-- DOCUMENT EXCERPT follows --
(San Diego Union Tribune) Acclaimed composer and UC San Diego professor Lei Liang, whose work boldly fuses Eastern and Western traditions, has been selected as a 2021 winner of the prestigious American Academy of Arts and Letters Music Awards.
There are 18 recipients of this year’s awards in music, which total $225,000. Liang is one of two artists this year to receive the academy’s Goddard Lieberson Fellowships in Music, which are given to “mid-career composers of exceptional gifts.” This year’s other Lieberson honoree is Tyshawn Sorey, among the most celebrated composers to emerge in the past two decades.
For the academy and Liang, the third time is indeed the charm, as he noted in a Monday interview from the San Diego home he shares with his 10-year-old son, Albert, and wife, harpsichordist and UCSD music lecturer Takae Ohnishi.
“I have been nominated twice before — the first time was in 2011 — so I guess I was on the academy’s radar,” Liang said. “I am very honored. I just wish I could celebrate in person with some of my good friends who have helped keep me going through the pandemic for the past year.
“The one thing I noticed about this particular award is that it’s given to a ‘mid-career composer.’ So, I guess I cannot call myself a young composer anymore. That’s a bit bittersweet for me!”
The fellowship is named after composer and former Columbia Records president Goddard Lieberson. It was established in 1979 by the New York-based academy, which was founded in 1898. Previous fellowship recipients include composers Missy Mazzoli, Stephen Stucky and Liang’s fellow UCSD music professor Chinary Ung, who in 2020 was inducted into the academy.
“Lei Liang has studied East and West music traditions extensively and profoundly, and combined them into his music creation thoughtfully with his vision and deep care for our society and the future of the world,” said composer Chen Yi, the academy’s jury chair, via email Monday.
A graduate of the New England Conservatory of Music and Harvard University, Liang is a native of Tianjin, China. The Lieberson fellowship is the latest honor he has received in recent years.
In 2018, Qualcomm appointed Liang as its first Research Artist in Residence. In late 2019, he was announced as the 2020 winner of the prestigious Grawemeyer Award for Music Composition for his climate change-inspired “A Million Streams,” a borders-leaping orchestral work. In 2020, Liang received UCSD’s Chancellor’s Distinguished Professorship. He is the first music professor at the school to be so honored.
-- DOCUMENT EXCERPT concluded --
TASK REQUIREMENTS >>
(A) According to the article on Lei Liang, in what year did the academy establish the Goddard Lieberson Fellowship?
(B) From the article on Lei Liang, copy the passage that opens with the words containing "(San Diego Union" and closes with "Letters Music Awards.".
-- ENTRIES SUPPLIED follows --
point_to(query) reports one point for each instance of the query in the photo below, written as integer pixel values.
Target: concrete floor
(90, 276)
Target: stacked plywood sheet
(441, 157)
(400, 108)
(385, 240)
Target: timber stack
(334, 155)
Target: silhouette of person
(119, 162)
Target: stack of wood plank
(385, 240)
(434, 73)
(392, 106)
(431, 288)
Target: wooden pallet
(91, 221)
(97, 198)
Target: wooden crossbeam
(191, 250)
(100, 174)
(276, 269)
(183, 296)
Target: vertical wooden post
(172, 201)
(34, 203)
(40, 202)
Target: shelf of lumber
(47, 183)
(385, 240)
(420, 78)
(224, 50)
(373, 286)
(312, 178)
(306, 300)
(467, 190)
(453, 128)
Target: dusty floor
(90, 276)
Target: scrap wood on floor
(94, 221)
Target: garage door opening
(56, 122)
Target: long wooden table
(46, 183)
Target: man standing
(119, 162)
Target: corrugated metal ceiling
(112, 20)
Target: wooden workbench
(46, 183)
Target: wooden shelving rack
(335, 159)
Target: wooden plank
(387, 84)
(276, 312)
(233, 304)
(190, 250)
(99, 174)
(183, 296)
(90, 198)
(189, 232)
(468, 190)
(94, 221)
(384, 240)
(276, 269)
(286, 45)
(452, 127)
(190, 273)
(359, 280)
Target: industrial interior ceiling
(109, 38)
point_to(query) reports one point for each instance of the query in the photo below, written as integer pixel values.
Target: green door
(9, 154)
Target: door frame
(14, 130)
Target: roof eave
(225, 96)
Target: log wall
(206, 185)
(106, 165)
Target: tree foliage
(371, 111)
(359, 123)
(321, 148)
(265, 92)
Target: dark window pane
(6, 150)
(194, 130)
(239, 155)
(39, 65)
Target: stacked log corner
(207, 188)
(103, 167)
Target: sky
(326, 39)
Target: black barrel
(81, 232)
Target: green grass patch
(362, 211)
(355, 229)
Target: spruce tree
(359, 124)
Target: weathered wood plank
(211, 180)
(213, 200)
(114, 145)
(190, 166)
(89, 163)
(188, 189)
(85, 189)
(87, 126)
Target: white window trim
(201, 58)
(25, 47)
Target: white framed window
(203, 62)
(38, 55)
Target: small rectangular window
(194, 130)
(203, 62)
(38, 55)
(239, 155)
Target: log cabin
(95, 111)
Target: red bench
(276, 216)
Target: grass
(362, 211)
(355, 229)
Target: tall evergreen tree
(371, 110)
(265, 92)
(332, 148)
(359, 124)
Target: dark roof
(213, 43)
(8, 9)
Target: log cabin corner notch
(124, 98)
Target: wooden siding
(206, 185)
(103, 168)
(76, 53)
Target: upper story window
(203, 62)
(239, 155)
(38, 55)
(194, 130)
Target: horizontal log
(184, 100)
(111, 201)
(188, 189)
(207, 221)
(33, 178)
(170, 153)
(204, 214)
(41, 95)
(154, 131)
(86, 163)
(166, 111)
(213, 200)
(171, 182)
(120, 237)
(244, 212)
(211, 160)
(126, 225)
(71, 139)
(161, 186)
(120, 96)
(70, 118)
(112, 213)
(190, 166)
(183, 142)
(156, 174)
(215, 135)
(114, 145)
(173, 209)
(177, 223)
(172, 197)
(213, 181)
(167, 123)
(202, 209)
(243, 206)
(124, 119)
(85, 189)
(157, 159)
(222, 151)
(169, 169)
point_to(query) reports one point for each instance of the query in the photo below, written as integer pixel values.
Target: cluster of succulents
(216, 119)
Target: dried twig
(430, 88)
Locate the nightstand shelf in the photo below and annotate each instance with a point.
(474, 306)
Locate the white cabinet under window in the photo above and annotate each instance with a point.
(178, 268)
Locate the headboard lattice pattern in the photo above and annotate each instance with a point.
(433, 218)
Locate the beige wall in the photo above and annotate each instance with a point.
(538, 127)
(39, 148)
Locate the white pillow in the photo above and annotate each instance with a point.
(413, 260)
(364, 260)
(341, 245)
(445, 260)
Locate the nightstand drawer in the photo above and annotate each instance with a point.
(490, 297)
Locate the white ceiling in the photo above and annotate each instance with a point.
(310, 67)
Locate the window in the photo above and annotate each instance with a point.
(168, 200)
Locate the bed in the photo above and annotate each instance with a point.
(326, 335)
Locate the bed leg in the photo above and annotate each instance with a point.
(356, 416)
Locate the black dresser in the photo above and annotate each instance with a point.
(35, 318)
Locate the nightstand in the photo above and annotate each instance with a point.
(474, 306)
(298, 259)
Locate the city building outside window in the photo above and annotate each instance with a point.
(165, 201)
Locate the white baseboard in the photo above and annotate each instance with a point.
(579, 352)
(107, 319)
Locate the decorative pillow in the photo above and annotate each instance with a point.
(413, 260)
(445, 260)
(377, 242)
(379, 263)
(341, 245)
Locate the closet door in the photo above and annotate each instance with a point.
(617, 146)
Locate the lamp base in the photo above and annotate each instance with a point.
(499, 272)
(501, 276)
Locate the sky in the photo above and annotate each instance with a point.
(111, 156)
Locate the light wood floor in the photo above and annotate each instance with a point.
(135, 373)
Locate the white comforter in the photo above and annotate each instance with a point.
-- ENTRIES SUPPLIED concluded --
TASK-BY-TASK RESULTS >>
(A) 1979

(B)
(San Diego Union Tribune) Acclaimed composer and UC San Diego professor Lei Liang, whose work boldly fuses Eastern and Western traditions, has been selected as a 2021 winner of the prestigious American Academy of Arts and Letters Music Awards.